**Extract to read:**
%%
Keeping space chips cool and reliable

Article By : Rajan Bedi

Next-gen space-grade semiconductors will consume almost 100W, but with junction temperatures remaining the same, removing this heat is paramount for reliability and performance.

With COTS and space-grade semiconductors increasingly switching more circuitry at faster speeds, a key challenge for designers is ensuring their safe and reliable operation by preventing devices over-heating. The maximum allowable junction temperature has remained the same and parts will get damaged if its absolute limit is exceeded for any length of time, e.g., metal migration, gate-oxide failure and shifts in parametric performance. An increase in temperature can also result in thermal-expansion mismatches between different materials within a package or with the PCB, causing interfacial stress and warpage.

I recently spoke to a well-known FPGA provider and his latest, high-end devices consume 100 W. If you compare the surface area of an equivalently-rated light bulb to that of the die, the resulting heat-flux density of the bulb is around 13 times less than the IC! This is staggering and I’m sure you would not want to touch a hot 100 W light bulb! Semiconductor reliability and lifetime are inversely related to junction temperature, and effective dissipation of heat from the microchip through the package to the ambient environment is essential for optimal device and system performance. Motorola previously estimated that the operating life of semiconductors decreases by half for every 10°C rise above 100°C—that’s an exponential decline as a function of temperature!
%%
**Tasks to perform:**
1. In the article on keeping space chips cool, what did Motorola estimate happens to semiconductor operating life for every 10°C rise above 100°C?
2. Carry on the article on keeping space chips cool, picking up after its final sentence.
You won't need the records for this.

**Provided records:**
%%
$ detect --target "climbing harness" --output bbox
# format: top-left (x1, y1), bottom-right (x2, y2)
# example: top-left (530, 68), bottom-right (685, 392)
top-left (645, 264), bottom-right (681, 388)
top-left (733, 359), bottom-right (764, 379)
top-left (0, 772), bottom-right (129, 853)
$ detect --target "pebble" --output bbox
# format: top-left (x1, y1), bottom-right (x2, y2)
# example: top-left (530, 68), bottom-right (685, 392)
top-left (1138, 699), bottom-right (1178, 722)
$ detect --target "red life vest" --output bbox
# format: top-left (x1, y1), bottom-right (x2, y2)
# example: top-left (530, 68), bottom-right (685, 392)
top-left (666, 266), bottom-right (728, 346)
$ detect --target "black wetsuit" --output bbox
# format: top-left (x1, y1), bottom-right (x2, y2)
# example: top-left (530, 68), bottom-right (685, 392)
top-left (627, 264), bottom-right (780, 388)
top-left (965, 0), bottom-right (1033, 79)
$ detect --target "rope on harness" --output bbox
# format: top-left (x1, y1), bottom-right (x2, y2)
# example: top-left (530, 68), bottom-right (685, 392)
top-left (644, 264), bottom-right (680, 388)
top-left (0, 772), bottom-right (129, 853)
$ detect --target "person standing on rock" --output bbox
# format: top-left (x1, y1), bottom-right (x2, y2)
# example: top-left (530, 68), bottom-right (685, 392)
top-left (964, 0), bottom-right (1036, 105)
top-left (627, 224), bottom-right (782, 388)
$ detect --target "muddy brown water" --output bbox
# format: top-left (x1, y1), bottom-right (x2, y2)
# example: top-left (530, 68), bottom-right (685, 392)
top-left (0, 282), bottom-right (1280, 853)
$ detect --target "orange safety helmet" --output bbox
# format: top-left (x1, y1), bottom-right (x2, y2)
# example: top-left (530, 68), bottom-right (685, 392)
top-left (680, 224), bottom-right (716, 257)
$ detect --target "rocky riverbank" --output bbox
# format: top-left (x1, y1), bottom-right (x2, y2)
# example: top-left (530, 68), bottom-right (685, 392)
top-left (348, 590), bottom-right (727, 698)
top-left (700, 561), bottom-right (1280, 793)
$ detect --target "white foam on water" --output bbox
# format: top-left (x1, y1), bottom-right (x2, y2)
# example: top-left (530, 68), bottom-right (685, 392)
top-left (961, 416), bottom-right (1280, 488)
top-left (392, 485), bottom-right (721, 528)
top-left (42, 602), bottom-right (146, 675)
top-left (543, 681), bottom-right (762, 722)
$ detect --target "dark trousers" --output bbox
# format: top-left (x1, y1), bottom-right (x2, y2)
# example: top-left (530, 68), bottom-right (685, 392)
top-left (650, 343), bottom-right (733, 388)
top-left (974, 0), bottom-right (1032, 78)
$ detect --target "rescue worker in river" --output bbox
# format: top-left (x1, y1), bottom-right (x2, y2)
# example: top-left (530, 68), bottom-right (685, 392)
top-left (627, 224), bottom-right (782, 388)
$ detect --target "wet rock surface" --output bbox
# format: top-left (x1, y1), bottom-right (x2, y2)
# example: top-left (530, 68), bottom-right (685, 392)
%%
**Exercise answers:**
1. It decreases by half.

2.
With small satellites baselining lower-cost, plastic-packaged ICs with higher thermal resistances, and as PCBs become more integrated locating low-voltage, high-current loads next to their regulators using low-impedance PDNs, there is less physical space and often no financial budget available to attach an external heat sink to a hot component. Given the time-to-orbit pressures for avionics’ manufacturers, an understanding of how to keep your semiconductors cool will ensure your designs are right-first-time and operate reliably throughout the intended lifetime of a mission.

Typically around 80% of the heat generated within a plastic-packaged, QFP semiconductor is removed by conduction through its pins, with the metal lead frame transferring heat generated within the device (Figure 1). Ordinarily, the remaining 20% is convected away, however, in the vacuum of space, this is not an option. As junctions get hotter, they become less reliable and more vulnerable to long-term, thermally-accelerated failures. The successful design-in of parts relies on keeping them cool so they function within their safe operating limits.

Figure 1 Cooling of standard plastic packages [Texas Instruments].

Conduction and radiation are the techniques used in-orbit to remove heat from semiconductors, and in this post, I want to focus on re-using the PCB as a heat sink for leaded or QFN chips with exposed paddles. This is typically grounded and soldered to a corresponding pad on the PCB which is electrically connected to one or more ground or power planes within the stack using thermal vias to increase the effective surface area for cooling.

This method of heat sinking exploits high thermal conductivity and devices with paddles have much lower thermal resistance between the junction and case, i.e., ӨJC, to allow heat to conduct away from the bottom of the package and then spread laterally using copper planes within the PCB stack (Figure 2). If the vias are through-hole, then radiation can remove further heat from the device and the board, but for this to occur, the opposite side of the PCB must ‘see’ a lower ambient temperature, e.g., a cold face. An external heat sink can also be attached to this side of the board.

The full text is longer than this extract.